--- TEXTAUSZUG ---
Das eigene Elternhaus rückt meist noch ein Stück weiter weg, denn Rückversicherung, Trost und Nestwärme bietet jetzt der Partner bzw. die Partnerin.
In längeren Beziehungen mögen sich schon erste Auseinandersetzungen mit dem Elternhaus ergeben. Fragen, ob man nicht doch das eine oder andere Beziehungsmuster oder gar große Teile des Partnerschaftskonzepts der eigenen Eltern verinnerlicht hat, werden in Konfliktgesprächen Thema, doch längst nicht mit der Brisanz, die nach der Familiengründung ins Spiel kommen wird, wenn ein Paar gemeinsam Kinder erzieht.
Viele Erwachsene gestalten heute über viele Jahre ihr Leben im Dreieck zwischen persönlichem Freiraum, Beruf und Paarbeziehung. Mal gewollt, mal eher unfreiwillig unterbrechen partnerschaftsfreie Zeiten diese Lebensphase. Die langen Jahre der Paarbeziehung ohne Familiengründung finden nicht zwangsläufig mit ein und demselben Partner bzw. ein und derselben Partnerin statt. Nicht selten brechen Beziehungen genau zu dem Zeitpunkt, zu dem der Kinderwunsch Thema und von beiden Partnern gegensätzlich beantwortet wird.
--- AUFLISTUNG ---
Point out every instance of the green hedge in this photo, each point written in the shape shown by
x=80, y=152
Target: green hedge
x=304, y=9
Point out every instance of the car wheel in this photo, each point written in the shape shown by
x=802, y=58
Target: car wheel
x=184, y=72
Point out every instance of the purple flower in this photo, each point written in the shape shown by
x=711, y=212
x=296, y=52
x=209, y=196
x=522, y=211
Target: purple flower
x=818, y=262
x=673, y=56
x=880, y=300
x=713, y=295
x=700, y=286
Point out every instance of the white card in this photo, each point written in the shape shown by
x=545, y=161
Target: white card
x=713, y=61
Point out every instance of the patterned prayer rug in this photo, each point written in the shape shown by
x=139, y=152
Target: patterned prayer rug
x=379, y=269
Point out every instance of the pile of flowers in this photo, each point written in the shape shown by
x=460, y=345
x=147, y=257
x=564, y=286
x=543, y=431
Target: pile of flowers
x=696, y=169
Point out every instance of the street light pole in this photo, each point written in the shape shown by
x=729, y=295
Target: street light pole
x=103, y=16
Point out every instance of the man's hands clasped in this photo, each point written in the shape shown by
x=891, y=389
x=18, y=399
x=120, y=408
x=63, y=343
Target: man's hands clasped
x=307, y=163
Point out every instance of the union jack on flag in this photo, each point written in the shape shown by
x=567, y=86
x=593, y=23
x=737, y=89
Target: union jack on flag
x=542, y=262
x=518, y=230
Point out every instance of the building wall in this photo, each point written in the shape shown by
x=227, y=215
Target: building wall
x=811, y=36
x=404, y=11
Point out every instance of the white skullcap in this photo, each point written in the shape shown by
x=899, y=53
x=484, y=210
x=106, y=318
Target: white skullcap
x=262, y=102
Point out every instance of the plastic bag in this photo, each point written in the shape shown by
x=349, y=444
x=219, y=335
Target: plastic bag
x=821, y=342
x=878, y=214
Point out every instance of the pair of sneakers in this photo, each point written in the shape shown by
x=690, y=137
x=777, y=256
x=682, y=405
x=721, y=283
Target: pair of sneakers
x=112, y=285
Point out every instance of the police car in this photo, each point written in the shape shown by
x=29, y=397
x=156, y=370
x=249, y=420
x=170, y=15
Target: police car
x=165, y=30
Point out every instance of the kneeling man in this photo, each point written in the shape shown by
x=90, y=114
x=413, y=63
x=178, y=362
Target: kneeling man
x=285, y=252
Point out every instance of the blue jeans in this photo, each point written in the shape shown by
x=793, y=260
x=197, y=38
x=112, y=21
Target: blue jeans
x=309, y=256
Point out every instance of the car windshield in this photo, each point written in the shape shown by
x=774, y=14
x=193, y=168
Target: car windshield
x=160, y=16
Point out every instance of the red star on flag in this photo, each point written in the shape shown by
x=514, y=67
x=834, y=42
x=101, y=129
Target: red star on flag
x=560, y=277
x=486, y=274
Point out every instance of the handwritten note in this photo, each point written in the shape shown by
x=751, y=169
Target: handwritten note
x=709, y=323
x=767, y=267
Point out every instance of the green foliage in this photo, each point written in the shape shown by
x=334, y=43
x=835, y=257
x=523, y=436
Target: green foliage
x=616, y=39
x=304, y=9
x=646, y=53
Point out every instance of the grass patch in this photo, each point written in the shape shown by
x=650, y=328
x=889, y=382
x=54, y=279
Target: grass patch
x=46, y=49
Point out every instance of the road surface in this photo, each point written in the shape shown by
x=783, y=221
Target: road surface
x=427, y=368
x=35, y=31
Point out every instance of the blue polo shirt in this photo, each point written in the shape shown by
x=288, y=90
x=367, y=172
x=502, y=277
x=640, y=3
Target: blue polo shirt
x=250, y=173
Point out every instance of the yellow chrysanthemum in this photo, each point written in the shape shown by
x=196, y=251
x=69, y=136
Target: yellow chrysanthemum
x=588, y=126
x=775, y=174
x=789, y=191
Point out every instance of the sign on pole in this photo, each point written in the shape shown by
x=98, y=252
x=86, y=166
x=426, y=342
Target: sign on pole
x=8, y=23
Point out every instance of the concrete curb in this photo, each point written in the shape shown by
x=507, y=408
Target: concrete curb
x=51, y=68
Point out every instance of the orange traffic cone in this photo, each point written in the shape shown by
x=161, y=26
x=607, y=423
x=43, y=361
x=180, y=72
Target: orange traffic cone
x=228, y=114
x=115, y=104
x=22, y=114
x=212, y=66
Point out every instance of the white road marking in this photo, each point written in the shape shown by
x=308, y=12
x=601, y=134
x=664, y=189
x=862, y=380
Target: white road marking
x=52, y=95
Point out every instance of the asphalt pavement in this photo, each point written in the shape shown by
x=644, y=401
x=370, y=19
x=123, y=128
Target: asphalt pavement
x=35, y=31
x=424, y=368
---
> AUFGABEN:
A. Schreib den Text über Paarbeziehungen ab den Worten „Das eigene Elternhaus“ neu und hör nach „gemeinsam Kinder erzieht.“ auf. Benenne dabei „Elternhaus“ in „Vaterhaus“ um.
B. Schreib den Text über Paarbeziehungen nach seinem letzten Satz weiter.
Das Material hat mit dem Text über Paarbeziehungen nichts zu tun.

> LÖSUNGEN:
A.
Das eigene Vaterhaus rückt meist noch ein Stück weiter weg, denn Rückversicherung, Trost und Nestwärme bietet jetzt der Partner bzw. die Partnerin.
In längeren Beziehungen mögen sich schon erste Auseinandersetzungen mit dem Vaterhaus ergeben. Fragen, ob man nicht doch das eine oder andere Beziehungsmuster oder gar große Teile des Partnerschaftskonzepts der eigenen Eltern verinnerlicht hat, werden in Konfliktgesprächen Thema, doch längst nicht mit der Brisanz, die nach der Familiengründung ins Spiel kommen wird, wenn ein Paar gemeinsam Kinder erzieht.

B.
Familiengründung ist heute nicht mehr selbstverständlich. Double income no kids – vor hundert Jahren noch war diese Lebensform so gut wie unbekannt. Sie war Paaren »vorbehalten«, die keine Kinder bekommen konnten. Entweder war jemand alleinstehend und blieb dann im Elternhaus, oder aber mit der Paarbeziehung ergab sich fast automatisch die Familiengründung, der die Eheschließung voranging – oder möglichst schnell folgte. Die Zahl der Kinderlosen hat sich in den letzten dreißig Jahren mehr als verdoppelt. Während in der Altersgruppe der heute 50- bis 75-Jährigen nur 12 % kinderlos geblieben sind, haben derzeit in der Gruppe der 35- bis 39-Jährigen 26 % keine Kinder. Von den über 40-jährigen Frauen mit hoher Bildung ist sogar knapp ein Drittel kinderlos (Pötzsch, 2011).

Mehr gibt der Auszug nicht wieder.